AIM | Tell how many lines of the records below contain the string "warning". Reply with the number alone.

TASK INPUT |
'''

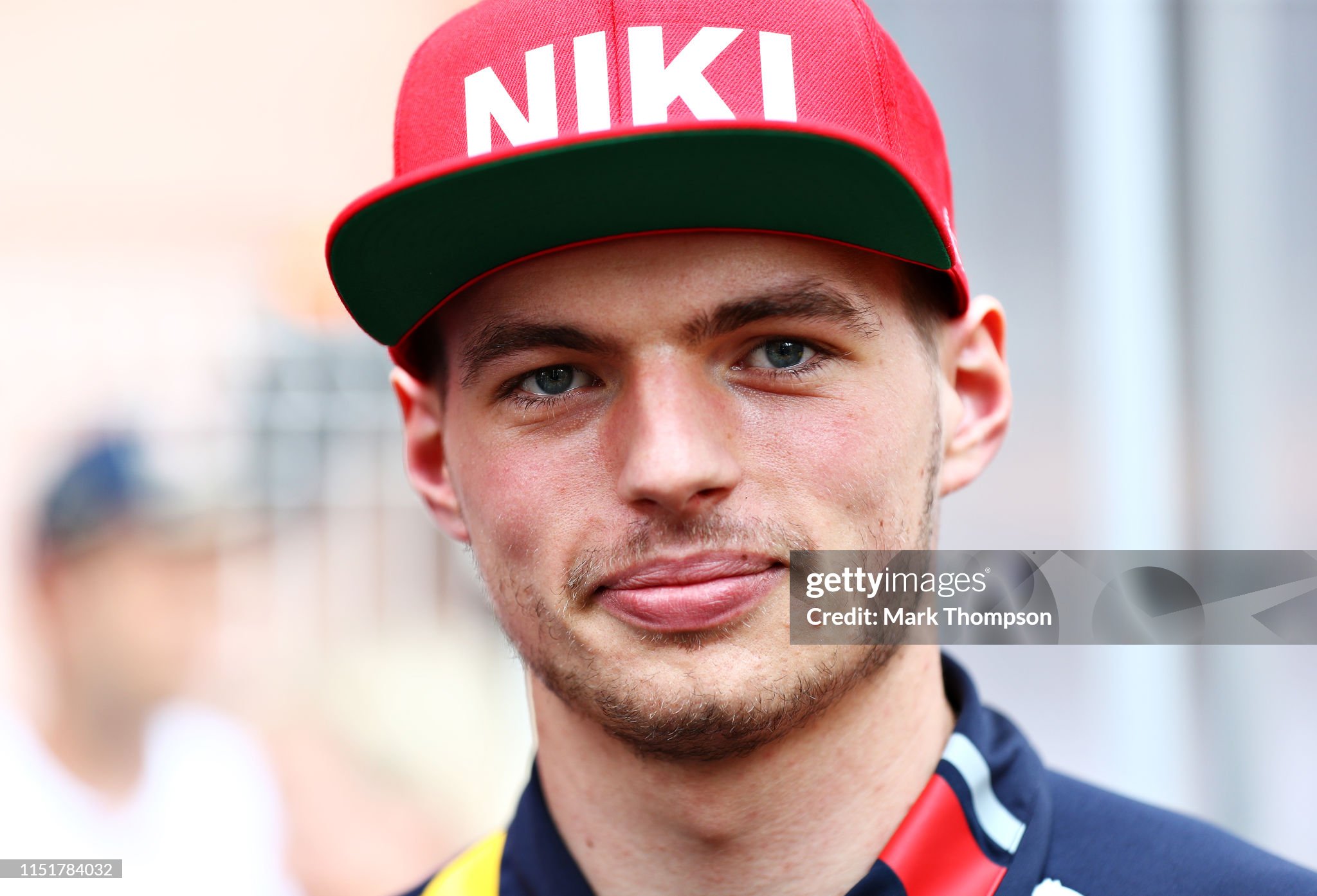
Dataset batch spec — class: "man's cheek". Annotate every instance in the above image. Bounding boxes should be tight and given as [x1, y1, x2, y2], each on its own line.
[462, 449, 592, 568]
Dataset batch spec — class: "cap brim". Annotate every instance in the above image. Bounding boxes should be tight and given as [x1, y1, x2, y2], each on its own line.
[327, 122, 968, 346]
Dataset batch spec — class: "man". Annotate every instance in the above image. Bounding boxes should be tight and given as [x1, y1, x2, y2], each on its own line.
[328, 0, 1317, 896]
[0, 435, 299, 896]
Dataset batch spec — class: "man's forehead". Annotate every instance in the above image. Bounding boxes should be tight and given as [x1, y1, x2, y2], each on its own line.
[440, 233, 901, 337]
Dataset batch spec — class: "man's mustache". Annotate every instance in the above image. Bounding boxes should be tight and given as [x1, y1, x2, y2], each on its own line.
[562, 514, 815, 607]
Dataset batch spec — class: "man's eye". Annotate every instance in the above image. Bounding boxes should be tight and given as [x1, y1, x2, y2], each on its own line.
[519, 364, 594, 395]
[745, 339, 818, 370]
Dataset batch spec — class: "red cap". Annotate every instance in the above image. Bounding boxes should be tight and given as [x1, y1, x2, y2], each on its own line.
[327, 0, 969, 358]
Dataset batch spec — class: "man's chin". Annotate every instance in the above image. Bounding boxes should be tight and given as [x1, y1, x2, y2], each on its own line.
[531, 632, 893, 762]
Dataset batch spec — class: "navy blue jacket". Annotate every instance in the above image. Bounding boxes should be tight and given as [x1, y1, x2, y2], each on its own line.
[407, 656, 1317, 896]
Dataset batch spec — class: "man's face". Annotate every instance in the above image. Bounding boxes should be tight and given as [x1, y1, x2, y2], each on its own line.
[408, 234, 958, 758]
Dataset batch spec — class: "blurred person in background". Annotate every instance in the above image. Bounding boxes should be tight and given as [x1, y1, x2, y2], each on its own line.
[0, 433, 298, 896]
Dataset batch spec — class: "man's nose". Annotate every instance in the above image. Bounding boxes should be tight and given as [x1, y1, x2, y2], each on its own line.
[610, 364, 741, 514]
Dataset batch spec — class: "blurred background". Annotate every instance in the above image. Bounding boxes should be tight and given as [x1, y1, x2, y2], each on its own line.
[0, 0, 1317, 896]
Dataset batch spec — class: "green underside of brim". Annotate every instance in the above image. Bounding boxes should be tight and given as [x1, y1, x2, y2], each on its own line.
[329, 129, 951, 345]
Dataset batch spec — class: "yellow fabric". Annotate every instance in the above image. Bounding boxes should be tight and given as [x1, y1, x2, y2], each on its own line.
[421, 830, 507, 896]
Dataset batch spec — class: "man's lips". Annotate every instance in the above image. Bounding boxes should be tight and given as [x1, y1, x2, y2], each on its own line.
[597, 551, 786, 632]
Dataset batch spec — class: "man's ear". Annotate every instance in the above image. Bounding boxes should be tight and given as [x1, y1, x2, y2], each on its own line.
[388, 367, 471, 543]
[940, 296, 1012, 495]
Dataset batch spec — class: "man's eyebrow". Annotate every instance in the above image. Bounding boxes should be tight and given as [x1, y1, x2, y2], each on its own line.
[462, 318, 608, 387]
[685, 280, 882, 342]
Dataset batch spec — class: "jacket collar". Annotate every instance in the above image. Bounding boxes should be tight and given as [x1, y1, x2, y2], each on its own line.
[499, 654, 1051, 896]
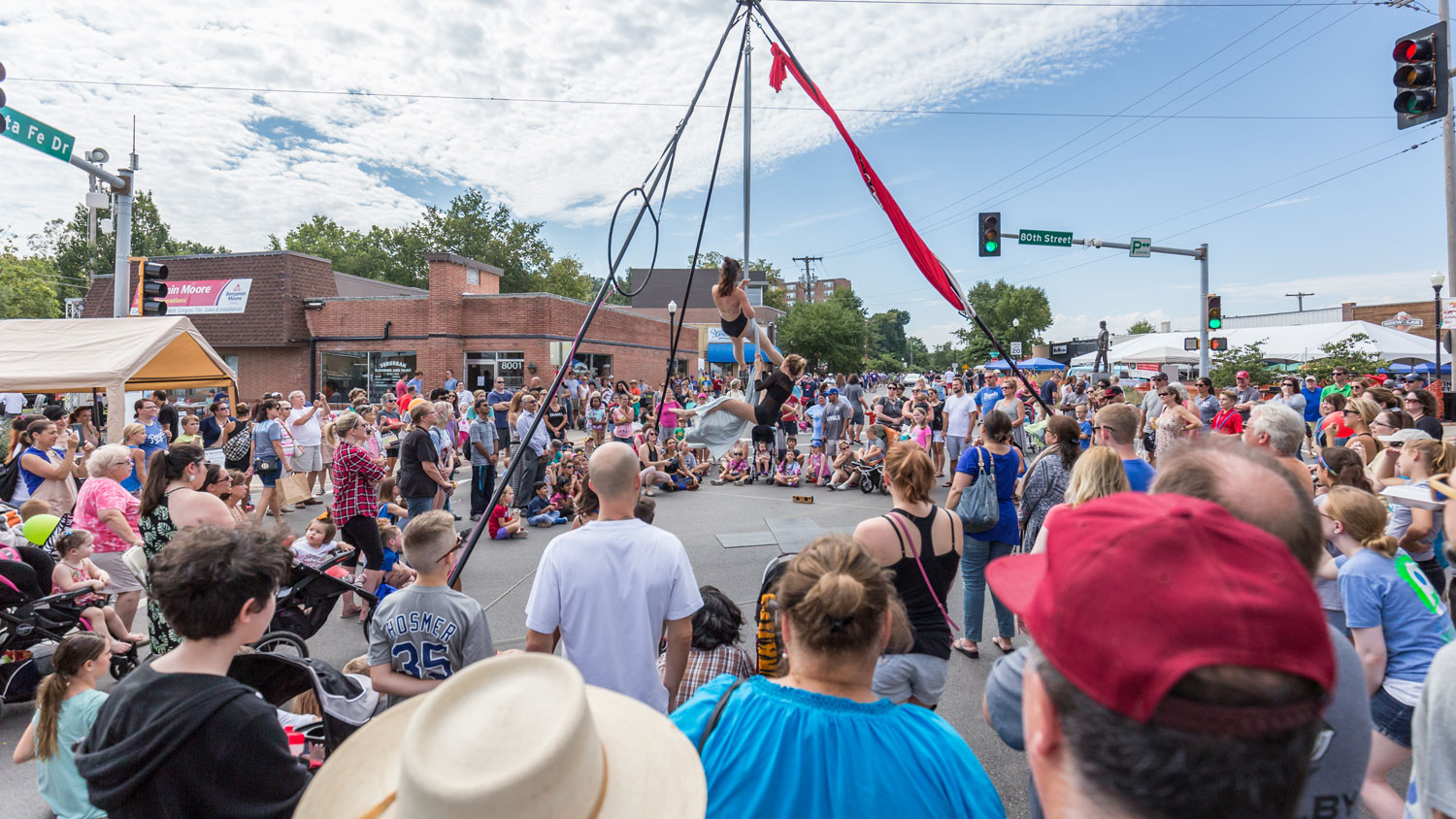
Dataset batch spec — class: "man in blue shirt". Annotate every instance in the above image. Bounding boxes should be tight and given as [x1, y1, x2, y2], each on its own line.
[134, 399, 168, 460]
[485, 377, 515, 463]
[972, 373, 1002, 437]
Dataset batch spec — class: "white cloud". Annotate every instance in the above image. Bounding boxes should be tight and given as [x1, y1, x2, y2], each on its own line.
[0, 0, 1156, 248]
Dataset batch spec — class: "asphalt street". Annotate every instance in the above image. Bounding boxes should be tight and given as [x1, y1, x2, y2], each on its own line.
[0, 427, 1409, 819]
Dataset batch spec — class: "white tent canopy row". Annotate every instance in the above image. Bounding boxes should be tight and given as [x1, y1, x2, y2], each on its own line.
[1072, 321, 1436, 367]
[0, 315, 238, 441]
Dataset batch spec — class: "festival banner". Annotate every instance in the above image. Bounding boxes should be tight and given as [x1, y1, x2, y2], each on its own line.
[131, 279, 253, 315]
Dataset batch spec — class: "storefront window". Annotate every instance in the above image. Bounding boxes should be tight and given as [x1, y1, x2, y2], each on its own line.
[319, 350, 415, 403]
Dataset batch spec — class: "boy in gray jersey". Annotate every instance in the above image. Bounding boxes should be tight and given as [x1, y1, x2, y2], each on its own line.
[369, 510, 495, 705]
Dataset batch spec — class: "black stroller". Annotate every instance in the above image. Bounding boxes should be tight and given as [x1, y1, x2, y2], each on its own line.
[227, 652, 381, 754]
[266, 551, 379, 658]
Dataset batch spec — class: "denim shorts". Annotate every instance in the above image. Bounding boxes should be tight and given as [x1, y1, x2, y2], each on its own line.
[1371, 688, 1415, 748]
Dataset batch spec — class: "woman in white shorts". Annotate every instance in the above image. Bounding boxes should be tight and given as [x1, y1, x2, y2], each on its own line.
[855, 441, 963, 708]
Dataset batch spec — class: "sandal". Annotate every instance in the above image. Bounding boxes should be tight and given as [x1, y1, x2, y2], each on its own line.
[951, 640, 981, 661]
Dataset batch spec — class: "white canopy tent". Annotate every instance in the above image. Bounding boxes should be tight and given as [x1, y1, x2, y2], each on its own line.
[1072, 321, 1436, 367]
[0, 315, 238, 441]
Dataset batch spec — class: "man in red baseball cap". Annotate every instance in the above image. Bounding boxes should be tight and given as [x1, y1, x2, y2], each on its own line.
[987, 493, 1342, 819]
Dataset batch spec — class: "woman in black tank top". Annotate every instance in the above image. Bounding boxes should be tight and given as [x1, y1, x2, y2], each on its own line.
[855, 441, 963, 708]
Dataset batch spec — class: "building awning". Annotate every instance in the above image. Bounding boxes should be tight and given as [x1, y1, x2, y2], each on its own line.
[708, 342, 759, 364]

'''
'''

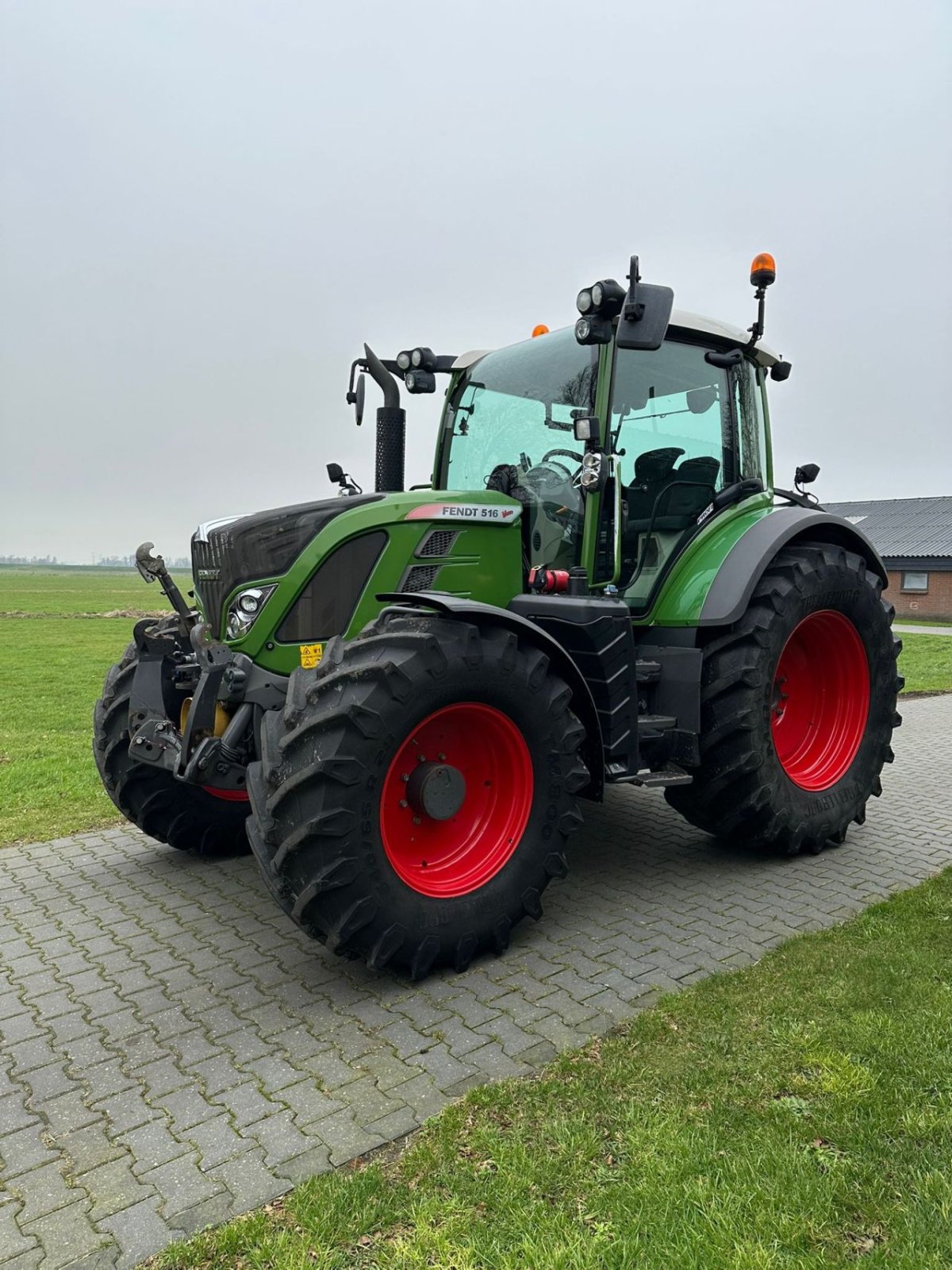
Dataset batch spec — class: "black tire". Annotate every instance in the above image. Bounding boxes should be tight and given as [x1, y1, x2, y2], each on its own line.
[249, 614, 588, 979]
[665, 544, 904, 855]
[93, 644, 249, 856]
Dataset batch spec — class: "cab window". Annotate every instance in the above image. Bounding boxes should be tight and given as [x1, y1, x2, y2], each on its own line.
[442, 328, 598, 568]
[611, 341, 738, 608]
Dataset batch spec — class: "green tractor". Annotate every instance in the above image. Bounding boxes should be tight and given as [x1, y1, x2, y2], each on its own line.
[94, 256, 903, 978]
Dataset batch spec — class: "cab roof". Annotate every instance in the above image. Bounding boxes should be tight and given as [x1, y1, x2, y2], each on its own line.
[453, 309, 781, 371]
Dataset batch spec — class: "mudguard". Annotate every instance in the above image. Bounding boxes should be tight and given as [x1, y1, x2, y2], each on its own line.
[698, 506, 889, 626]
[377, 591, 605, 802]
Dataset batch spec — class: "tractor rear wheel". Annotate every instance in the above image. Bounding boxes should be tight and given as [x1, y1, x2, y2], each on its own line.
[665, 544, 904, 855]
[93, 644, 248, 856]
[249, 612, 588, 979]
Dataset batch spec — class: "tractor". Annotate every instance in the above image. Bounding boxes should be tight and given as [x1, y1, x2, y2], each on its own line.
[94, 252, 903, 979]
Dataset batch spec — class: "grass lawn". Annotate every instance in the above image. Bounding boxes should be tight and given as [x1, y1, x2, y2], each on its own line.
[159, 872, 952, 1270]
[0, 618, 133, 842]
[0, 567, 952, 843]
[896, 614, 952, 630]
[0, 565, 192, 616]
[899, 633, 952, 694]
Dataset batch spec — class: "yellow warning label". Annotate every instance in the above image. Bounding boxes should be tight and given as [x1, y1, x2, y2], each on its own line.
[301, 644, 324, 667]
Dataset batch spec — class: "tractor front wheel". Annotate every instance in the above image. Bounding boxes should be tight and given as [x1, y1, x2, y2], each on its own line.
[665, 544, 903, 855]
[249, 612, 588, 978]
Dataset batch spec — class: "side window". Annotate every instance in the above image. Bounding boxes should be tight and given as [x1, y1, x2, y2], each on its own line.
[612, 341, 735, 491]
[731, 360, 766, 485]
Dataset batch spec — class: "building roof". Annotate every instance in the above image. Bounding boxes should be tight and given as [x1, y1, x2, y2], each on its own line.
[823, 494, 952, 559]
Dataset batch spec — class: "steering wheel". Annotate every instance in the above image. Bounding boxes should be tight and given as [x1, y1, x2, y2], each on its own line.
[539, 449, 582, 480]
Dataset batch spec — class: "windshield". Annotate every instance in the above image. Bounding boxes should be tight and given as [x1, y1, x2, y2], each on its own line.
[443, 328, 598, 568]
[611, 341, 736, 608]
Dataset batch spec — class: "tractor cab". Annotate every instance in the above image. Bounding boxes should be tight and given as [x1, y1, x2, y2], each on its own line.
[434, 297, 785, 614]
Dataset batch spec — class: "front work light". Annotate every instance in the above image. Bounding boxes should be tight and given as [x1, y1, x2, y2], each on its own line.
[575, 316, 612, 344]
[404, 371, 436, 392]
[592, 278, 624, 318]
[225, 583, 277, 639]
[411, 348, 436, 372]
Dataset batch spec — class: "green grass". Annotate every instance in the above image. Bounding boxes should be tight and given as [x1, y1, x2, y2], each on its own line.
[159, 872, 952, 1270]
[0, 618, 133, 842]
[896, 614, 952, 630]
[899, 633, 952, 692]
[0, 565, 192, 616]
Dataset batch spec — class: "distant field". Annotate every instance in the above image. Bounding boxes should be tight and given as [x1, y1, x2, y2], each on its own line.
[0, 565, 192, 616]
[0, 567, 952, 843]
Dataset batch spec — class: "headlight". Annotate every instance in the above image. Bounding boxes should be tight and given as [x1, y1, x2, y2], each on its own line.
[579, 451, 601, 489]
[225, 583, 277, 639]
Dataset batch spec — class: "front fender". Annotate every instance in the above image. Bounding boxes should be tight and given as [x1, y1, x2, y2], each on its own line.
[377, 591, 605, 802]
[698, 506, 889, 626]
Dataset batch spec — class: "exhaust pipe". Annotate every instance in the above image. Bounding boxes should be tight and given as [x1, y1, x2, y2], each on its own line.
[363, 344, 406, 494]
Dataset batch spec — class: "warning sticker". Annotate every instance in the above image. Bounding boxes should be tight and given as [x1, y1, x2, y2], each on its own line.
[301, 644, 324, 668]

'''

COMPLETE ANSWER | 2